Background: Recent studies have shown mixed results regarding the effectiveness of intensive glucose-lowering therapy in reducing risk for cardiovascular events.
Objective: To determine whether attaining hemoglobin A(1c) (HbA(1c)) targets of 6.5% or less or 7.0% or less for glycemic control at baseline provides differential benefits for patients with high versus low-to-moderate levels of comorbidity.
Design: 5-year longitudinal observational study of patients with type 2 diabetes. Patients were categorized into high and low-to-moderate comorbidity subgroups by using the Total Illness Burden Index (TIBI), a validated patient-reported measure of comorbidity.
Setting: 101 diabetes outpatient clinics and 103 general practitioners' clinics in Italy.
Patients: 2613 (83%) of 3074 patients with type 2 diabetes, sampled randomly from diabetes outpatient clinic rosters and recruited consecutively from general practitioners' clinics, who completed the baseline questionnaire.

=====

# Assignment
Transcribe the full abstract on glucose-lowering targets and comorbidity in type 2 diabetes word for word, with no changes.

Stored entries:
=====

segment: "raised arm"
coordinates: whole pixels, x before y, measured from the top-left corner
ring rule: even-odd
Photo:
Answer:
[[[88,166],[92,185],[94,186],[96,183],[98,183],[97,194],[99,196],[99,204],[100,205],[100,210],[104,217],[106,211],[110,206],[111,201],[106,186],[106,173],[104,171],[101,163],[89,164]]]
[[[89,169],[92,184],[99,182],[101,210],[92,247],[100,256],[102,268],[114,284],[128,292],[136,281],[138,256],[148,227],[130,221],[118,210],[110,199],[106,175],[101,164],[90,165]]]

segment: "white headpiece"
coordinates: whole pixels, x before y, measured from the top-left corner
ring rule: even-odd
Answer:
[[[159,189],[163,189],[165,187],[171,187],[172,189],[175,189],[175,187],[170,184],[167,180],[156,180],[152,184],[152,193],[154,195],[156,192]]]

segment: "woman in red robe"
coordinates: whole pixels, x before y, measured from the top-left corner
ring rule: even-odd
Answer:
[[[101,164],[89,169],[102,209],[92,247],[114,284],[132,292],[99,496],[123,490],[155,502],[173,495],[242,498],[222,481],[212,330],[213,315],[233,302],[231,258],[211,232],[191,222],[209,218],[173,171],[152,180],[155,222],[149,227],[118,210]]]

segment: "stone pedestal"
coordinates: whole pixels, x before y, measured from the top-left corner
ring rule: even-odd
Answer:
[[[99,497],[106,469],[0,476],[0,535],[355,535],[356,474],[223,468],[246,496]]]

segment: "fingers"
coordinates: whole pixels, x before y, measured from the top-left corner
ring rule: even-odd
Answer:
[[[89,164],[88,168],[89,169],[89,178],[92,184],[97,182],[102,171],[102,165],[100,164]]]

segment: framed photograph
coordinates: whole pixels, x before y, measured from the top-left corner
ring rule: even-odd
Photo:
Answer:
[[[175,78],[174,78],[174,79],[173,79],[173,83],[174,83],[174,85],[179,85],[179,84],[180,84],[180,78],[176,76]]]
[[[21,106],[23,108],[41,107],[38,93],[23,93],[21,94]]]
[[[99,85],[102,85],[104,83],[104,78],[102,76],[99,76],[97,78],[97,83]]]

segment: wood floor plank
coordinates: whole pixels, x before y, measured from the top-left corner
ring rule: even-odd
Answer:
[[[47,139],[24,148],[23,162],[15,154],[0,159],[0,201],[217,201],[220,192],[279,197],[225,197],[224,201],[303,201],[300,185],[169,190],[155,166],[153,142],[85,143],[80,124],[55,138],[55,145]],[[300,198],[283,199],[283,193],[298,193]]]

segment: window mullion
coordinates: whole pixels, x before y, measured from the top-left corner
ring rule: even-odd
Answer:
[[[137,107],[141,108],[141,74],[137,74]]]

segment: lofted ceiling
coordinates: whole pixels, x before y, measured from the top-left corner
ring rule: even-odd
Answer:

=====

# Your solution
Background: Recent studies have shown mixed results regarding the effectiveness of intensive glucose-lowering therapy in reducing risk for cardiovascular events.
Objective: To determine whether attaining hemoglobin A(1c) (HbA(1c)) targets of 6.5% or less or 7.0% or less for glycemic control at baseline provides differential benefits for patients with high versus low-to-moderate levels of comorbidity.
Design: 5-year longitudinal observational study of patients with type 2 diabetes. Patients were categorized into high and low-to-moderate comorbidity subgroups by using the Total Illness Burden Index (TIBI), a validated patient-reported measure of comorbidity.
Setting: 101 diabetes outpatient clinics and 103 general practitioners' clinics in Italy.
Patients: 2613 (83%) of 3074 patients with type 2 diabetes, sampled randomly from diabetes outpatient clinic rosters and recruited consecutively from general practitioners' clinics, who completed the baseline questionnaire.